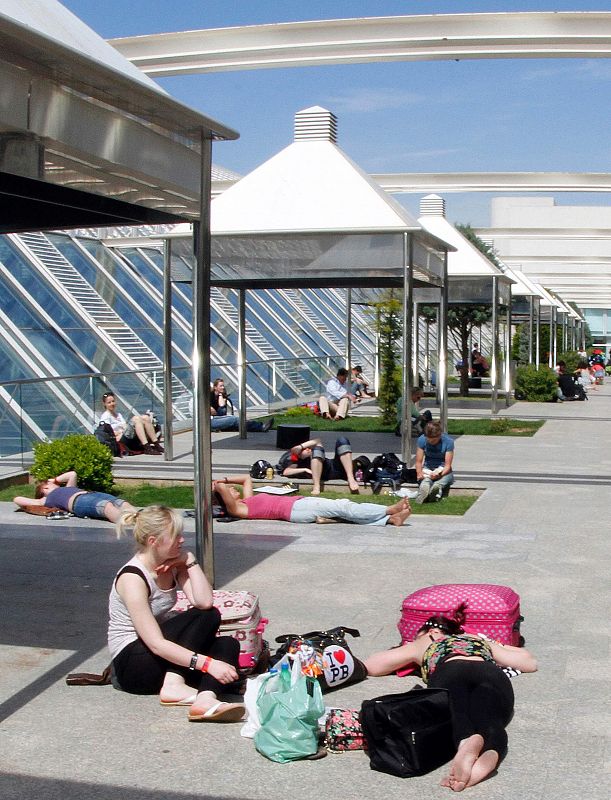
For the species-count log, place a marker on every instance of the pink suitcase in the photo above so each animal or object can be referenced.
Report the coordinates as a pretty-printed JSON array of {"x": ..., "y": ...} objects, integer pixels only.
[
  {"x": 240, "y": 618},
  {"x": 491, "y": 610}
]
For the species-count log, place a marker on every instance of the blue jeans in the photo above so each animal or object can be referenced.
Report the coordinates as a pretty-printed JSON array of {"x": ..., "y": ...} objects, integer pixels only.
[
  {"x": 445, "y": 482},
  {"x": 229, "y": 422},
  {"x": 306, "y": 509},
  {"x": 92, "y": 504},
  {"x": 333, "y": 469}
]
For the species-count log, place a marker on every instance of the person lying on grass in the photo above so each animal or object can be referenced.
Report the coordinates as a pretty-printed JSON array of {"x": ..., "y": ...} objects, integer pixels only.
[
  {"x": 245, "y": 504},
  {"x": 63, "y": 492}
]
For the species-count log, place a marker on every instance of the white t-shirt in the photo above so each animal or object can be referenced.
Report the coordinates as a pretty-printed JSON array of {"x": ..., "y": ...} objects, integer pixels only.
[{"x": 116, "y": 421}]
--
YOUR GOAL: Reproduce each line above exactly, but not a single picture.

FINAL ANSWER:
For the species-count log, place a marker on every instance of the pink suitcase in the photo above so each animal or object can be referenced.
Report the coordinates as a pretty-printed JSON array of {"x": ..., "y": ...} objects, integer pixels only.
[
  {"x": 240, "y": 618},
  {"x": 491, "y": 610}
]
For the species-count log, place a marker on every instance of the blue jeans in the photo above so each animal or object can be referenced.
Report the coordinates as a pretty-printed JSON array of {"x": ..., "y": ...} objects, integer pixels only.
[
  {"x": 445, "y": 482},
  {"x": 229, "y": 422},
  {"x": 306, "y": 509},
  {"x": 92, "y": 504},
  {"x": 333, "y": 469}
]
For the species-count log, place a marker on every instance of the person lying on grass in the photo above so each animal or object can be referenced.
Report the coordinates as a pretty-printed JSON array of {"x": ..., "y": ...} objects, integer pixels only.
[
  {"x": 245, "y": 504},
  {"x": 63, "y": 492}
]
For the species-count log, place a marker on every instance of the white t-shirt in the photo above so each animal or object can be referenced.
Report the coordinates as a pretty-printed JSON array of {"x": ..., "y": ...} objects, integer pixels only.
[{"x": 116, "y": 421}]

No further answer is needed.